- **Problem to work on**
According to the hydrogen article below, which concerns do a growing number of experts believe hydrogen could solve? List every one.

━━━ Page excerpt

Hydrogen’s Heyday

Powering your car with water is a fantasy that ranks with turning tin to gold. But the next best thing — H2O without the O — isn’t so farfetched. Last month, California Governor Arnold Schwarzenegger beamed a radiant smile to news cameras while pumping his Hummer’s fuel tank full of hydrogen (H2) at a new Los Angeles International Airport station. “What?!,” you say. “Isn’t that the stuff that blew up the Hindenburg? Is this Terminator IV, Revenge of The Public Servants?”

BMW’s H2R hydrogen racecar (under construction above) uses a non-boosted 282 hp, 6.0L V-12 to hit speeds over 186 mph. Nine records were set in a new hydrogen-fueled-vehicle class.

Like a Hollywood porn queen cleansed by six weeks in a convent, hydrogen is back. This time safety measures are available to guard against catastrophe. In fact, prognosticators insist that what’s likely to go boom is a global hydrogen economy. In his 2003 State of the Union Address, President Bush kicked off a hydrogen initiative with a price tag over $1-billion. The U.S. government’s Department of Energy hopes H2 will handle ten percent of America’s energy needs by 2030. A growing number of experts believe this colorless, odorless gas is the silverbullet solution to our transportation, air-pollution, and energy-security concerns.

Governor Schwarzenegger seems serious about making hydrogen a star. Calling his specially modified Hummer “a vehicle of today capable of running on the fuel of tomorrow,” he’s ready to start his SUV’s big V-8 and motor on down California’s Hydrogen Highway, an initiative aimed at proving the viability of this brave new fuel.

━━━━━━
━━━ Stored data

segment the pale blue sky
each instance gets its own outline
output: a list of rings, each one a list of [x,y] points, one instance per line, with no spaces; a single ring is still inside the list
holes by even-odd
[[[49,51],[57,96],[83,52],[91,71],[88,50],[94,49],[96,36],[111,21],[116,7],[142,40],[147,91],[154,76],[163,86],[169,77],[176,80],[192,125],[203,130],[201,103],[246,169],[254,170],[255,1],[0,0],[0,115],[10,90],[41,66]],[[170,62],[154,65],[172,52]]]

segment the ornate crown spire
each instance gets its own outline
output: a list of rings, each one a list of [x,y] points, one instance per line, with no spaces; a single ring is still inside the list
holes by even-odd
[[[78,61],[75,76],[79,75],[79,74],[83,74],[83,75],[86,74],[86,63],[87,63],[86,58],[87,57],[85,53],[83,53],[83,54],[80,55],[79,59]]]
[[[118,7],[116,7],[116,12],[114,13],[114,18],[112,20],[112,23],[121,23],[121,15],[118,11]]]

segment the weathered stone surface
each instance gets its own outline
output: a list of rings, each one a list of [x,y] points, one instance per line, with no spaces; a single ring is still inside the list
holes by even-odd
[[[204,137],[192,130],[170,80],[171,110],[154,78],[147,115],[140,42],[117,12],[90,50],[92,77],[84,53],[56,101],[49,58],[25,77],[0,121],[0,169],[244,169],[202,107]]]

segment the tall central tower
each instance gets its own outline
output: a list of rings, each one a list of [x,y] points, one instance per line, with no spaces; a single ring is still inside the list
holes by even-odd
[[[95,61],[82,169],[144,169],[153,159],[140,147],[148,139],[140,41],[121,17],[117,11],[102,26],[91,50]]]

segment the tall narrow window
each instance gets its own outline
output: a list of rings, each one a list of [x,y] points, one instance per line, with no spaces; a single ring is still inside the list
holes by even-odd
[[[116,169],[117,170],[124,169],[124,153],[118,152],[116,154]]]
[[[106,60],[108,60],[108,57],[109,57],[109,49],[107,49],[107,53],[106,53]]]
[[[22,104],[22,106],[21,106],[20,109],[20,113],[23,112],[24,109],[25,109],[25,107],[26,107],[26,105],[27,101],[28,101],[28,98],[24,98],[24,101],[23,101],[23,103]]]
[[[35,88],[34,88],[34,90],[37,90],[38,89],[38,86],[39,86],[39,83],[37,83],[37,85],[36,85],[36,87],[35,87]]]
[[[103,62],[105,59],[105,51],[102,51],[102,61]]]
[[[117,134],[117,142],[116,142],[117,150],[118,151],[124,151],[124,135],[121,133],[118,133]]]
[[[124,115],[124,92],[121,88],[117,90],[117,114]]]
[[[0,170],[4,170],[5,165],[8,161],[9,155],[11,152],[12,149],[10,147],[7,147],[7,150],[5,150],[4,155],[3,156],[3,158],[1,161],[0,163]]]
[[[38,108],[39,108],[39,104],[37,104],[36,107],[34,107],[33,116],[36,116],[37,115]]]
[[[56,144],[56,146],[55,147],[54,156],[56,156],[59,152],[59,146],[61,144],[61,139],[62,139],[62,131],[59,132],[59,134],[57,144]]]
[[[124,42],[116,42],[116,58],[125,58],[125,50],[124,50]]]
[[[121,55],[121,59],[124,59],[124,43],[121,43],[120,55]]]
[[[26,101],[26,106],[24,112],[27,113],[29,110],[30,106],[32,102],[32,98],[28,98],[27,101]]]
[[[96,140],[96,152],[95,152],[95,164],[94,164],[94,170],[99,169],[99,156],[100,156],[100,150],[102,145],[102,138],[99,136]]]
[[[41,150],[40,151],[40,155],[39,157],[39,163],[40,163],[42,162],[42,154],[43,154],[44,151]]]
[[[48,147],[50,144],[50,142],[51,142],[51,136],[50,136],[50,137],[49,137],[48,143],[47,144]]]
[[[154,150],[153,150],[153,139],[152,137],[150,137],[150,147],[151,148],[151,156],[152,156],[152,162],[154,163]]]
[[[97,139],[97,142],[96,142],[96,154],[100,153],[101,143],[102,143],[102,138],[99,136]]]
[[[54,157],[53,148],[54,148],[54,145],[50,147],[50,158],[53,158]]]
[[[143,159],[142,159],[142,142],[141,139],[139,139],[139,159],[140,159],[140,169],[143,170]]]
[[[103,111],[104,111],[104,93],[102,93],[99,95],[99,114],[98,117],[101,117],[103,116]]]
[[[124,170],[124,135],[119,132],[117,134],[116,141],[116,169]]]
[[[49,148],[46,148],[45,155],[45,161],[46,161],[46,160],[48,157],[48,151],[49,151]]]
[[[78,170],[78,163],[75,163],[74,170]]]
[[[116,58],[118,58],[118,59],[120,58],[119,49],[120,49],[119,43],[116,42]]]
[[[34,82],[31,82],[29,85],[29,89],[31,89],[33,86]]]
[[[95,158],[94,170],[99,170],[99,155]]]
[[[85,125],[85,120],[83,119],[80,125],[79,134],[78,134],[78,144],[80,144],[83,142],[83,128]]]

━━━━━━

- **Task output**
Transportation, air pollution, and energy security.